**Prompt A**.
From the thread on gemma3 inference in pure C below, copy the passage starting at "There's such a" and ending at "already very data-parallel.", word for word.
**Prompt B**.
In the thread on gemma3 inference in pure C below, what speed does one commenter give for the implementation?

**Provided passage**.
____

I have written gemma3 inference in pure C

65 pointsposted 12 days ago
by robitec97

16 Comments

austinvhuang

10 days ago

My first implementation of gemma.cpp was kind of like this.

There's such a massive performance differential vs. SIMD though that I learned to appreciate SIMD (via highway) as one sweet spot of low-dependency portability that sits between C loops and the messy world of GPUs + their fat tree of dependencies.

If anyone want to learn the basics - whip out your favorite LLM pair programmer and ask it to help you study the kernels in the ops/ library of gemma.cpp:

https://github.com/google/gemma.cpp/tree/main/ops

janwas

10 days ago

:D Your code was nicely written and it was a pleasure to port to SIMD because it was already very data-parallel.

rao-v

10 days ago

I'm really charmed by this project (I know there are a few like it).

In particular it's got a single ~600 line file (https://github.com/robitec97/gemma3.c/blob/main/gemma3_kerne...) with a clear straightforward implementation of every major function used in inferencing (google's models) from gelu to rope.

I'm curious how many more functions you'd need to add to have full coverage of every publically available LLM innovation (e.g. QK-Norm from Qwen3, SwiGLU etc.).

Obviously llama.cpp has a much bigger library but it's lovely to see everything in one clean file.

w4yai

10 days ago

> It proves that modern LLMs can run without Python, PyTorch, or GPUs.

Did we need any proof of that ?

jdefr89

10 days ago

Python and PyTorch all call out to C libraries… I don’t get what he means by “proving LLMs can run without Python and PyTorch” at all. Seems like they don’t understand basic fundamentals about things here…

jasonjmcghee

10 days ago

I guess llama.cpp isn't quite as popular as I had assumed.

christianqchung

10 days ago

A bizarre claim like that would be what happens when you let an LLM write the README without reading it first.

skybrian

10 days ago

Knowing the performance is interesting. Apparently it's 1-3 tokens/second.

____

**Excerpted records**.
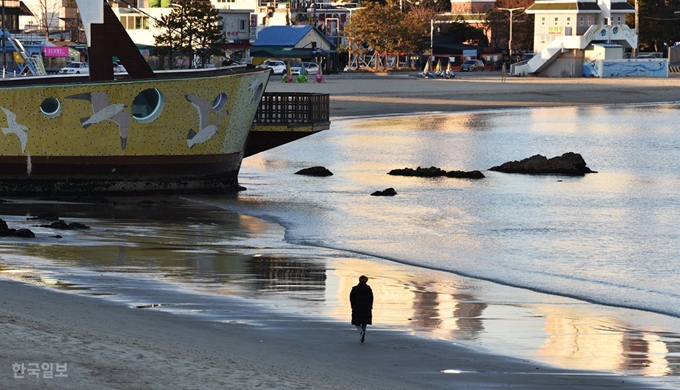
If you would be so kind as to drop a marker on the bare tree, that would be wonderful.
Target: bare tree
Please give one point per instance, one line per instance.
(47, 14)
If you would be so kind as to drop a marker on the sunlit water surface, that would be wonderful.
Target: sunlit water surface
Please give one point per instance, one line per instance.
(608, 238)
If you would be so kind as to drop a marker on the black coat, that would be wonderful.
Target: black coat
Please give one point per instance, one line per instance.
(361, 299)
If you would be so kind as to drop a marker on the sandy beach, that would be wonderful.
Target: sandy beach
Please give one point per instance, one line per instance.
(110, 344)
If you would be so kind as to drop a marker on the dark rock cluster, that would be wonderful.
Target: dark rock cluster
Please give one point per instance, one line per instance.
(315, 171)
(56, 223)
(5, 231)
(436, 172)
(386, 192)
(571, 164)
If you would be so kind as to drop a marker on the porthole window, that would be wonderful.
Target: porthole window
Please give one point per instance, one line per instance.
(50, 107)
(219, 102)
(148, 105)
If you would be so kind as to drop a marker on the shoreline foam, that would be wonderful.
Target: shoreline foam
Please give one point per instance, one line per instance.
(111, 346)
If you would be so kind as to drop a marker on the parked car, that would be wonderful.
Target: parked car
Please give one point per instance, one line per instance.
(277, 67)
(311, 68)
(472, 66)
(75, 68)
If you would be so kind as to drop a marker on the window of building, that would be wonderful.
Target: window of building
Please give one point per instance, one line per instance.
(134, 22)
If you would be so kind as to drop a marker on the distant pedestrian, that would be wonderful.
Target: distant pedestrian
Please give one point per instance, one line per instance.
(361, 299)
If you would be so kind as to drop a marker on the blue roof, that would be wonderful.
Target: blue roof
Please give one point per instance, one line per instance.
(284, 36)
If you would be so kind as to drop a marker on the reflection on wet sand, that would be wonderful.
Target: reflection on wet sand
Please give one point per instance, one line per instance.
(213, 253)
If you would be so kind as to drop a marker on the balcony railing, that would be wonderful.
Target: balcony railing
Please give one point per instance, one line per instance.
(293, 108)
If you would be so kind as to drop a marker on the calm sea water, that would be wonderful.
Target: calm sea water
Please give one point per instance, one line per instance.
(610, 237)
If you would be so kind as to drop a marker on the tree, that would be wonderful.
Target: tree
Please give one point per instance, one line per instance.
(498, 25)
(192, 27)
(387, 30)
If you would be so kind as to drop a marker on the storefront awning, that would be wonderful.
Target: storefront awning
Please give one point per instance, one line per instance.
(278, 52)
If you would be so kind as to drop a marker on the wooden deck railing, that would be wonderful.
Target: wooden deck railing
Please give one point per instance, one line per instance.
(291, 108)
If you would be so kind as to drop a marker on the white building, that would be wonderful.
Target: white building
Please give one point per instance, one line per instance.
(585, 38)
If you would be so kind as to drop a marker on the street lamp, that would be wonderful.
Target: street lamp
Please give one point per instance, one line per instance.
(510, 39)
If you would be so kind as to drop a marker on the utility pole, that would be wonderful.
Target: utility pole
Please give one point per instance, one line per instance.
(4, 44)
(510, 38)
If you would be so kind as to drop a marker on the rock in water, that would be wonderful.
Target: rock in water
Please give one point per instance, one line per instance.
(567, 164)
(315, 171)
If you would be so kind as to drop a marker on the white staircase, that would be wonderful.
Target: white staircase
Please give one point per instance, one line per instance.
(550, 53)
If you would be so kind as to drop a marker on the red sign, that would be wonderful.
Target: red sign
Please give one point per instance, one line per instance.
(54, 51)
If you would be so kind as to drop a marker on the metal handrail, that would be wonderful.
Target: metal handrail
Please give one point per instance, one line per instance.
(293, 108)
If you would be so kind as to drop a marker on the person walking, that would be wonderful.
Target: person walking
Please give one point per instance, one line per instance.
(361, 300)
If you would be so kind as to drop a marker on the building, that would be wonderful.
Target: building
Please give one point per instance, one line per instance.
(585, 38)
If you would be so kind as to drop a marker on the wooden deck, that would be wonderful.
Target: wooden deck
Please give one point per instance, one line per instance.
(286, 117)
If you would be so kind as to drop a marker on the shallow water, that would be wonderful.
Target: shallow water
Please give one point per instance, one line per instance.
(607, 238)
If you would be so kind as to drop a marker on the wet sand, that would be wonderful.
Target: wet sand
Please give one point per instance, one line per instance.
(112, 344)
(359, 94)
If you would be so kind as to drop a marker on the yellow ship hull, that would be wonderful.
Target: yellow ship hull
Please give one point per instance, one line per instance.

____

**Response A**.
There's such a massive performance differential vs. SIMD though that I learned to appreciate SIMD (via highway) as one sweet spot of low-dependency portability that sits between C loops and the messy world of GPUs + their fat tree of dependencies.

If anyone want to learn the basics - whip out your favorite LLM pair programmer and ask it to help you study the kernels in the ops/ library of gemma.cpp:

https://github.com/google/gemma.cpp/tree/main/ops

janwas

10 days ago

:D Your code was nicely written and it was a pleasure to port to SIMD because it was already very data-parallel.

**Response B**.
1-3 tokens per second.